- **STUDY QUESTIONS**:
1: For the passage on software work in recycling, clean energy, and education, say whether each statement agrees with it: (a) recycling is mainly a software problem; (b) most firmware companies in clean energy are no longer in the US; (c) school administrators care more about student experience than about profit. Give yes or no for each and quote the deciding words.
2: Please pick up the passage on software work in recycling, clean energy, and education after its last sentence and continue it.

- **PASSAGE FOR REVIEW**:
= = = = = = =
Recycling isn't a software problem, for example, but a market forces one. It's cheaper to just make most things new, and really expensive to dispose of them properly now that Asia doesn't want as much of our shit. It was never really economically viable, but for a while we were able to just dump our shit on third world countries to pretend like it was going away.

Clean energy is a growing sector but there isn't much software work, and much of it is outsourced to cheaper countries. Where there is software, it's often pretty niche (like solar mapping, design, rooftop layouts, etc.) that are graphics and Canvas heavy on the web stack, which isn't what most web devs specialize in. There is also firmware engineering but only a few companies in that space, and most of them aren't in the US anymore.

Education suffers from academic inertia (it's very slow to change and management heavy with business minded admins who don't care about student experience as much as making a profit), political battles, angry parents, and weaponized school boards. Those people usually don't care much about the tech.
= = = = = = =
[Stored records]

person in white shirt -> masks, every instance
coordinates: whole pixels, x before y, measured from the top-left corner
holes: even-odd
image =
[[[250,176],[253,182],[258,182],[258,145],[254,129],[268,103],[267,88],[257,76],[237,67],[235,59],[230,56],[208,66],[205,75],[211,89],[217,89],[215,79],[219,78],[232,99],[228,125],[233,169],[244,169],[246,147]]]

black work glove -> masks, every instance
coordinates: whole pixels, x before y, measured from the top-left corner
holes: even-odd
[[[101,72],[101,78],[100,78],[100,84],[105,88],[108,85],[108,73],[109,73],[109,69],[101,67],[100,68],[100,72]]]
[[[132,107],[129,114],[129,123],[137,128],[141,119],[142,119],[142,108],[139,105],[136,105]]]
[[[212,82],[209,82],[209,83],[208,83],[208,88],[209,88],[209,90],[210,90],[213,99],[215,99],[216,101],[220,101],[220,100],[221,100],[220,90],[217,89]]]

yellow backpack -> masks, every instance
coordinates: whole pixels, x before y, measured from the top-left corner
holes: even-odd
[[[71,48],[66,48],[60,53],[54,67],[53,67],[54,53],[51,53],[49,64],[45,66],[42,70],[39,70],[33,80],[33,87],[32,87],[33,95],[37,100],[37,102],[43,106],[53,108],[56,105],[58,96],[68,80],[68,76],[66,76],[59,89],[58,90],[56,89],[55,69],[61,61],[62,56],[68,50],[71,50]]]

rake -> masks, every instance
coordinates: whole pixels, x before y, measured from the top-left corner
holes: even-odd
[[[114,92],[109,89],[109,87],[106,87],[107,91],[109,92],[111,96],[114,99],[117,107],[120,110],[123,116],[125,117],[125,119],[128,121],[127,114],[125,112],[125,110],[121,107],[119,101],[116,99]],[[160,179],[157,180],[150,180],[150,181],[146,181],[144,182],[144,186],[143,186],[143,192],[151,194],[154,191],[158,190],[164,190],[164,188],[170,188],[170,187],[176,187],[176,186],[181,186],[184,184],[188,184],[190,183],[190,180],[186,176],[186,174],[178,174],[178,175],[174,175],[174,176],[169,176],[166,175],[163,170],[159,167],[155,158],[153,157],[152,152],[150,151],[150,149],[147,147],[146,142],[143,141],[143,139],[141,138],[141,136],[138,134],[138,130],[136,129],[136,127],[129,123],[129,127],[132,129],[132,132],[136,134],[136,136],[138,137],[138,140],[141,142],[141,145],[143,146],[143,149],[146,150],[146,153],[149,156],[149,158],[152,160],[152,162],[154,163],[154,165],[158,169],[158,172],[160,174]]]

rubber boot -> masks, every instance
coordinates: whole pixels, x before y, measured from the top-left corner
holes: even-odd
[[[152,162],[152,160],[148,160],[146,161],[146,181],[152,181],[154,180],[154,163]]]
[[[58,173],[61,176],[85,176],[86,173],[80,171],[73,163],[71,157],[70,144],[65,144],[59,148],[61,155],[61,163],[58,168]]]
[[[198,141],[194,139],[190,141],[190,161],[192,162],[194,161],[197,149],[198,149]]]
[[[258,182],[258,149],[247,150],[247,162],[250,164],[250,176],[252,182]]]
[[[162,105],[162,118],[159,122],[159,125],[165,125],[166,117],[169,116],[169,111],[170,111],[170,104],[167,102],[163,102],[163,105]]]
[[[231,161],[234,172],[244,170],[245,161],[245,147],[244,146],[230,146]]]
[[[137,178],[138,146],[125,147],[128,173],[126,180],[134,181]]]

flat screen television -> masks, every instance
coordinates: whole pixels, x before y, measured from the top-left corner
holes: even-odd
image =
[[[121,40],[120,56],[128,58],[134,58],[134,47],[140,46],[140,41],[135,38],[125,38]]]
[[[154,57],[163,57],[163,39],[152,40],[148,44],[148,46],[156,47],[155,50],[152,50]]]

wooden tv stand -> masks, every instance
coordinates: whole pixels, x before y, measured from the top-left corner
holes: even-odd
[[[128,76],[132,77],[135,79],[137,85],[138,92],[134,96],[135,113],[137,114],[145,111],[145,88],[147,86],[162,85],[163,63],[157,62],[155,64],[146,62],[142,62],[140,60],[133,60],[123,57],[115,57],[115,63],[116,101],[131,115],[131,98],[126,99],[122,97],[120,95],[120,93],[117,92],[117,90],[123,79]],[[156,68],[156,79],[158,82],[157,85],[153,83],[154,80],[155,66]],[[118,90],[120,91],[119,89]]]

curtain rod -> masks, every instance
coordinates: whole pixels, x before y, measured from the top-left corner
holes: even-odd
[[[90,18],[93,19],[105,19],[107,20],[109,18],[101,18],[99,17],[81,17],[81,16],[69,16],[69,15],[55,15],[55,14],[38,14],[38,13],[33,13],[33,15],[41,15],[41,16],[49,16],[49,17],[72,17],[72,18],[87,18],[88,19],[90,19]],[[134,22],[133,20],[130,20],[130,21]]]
= = = = = = =
- **ANSWERS TO EACH TASK**:
1:
(a) No: "Recycling isn't a software problem, for example, but a market forces one."
(b) Yes: "most of them aren't in the US anymore."
(c) No: "business minded admins who don't care about student experience as much as making a profit"

2:
Healthcare and biotech are growing too, but it's extremely difficult to get anything to market because of patents and regulatory hurdles. FDA approval is a pain. Not something solo hackers and small companies can easily tackle, and also hard to build a moat around before big pharma or Fitbit or whatever decides to copy you.

I mean, if you give the average developer the choice of a niche field working on stuff where they won't really make a difference anyway, for a third of the pay or less, while limiting their networks and career opportunities... vs just going to work for a mainstream tech company, well, it's a pretty easy choice for most.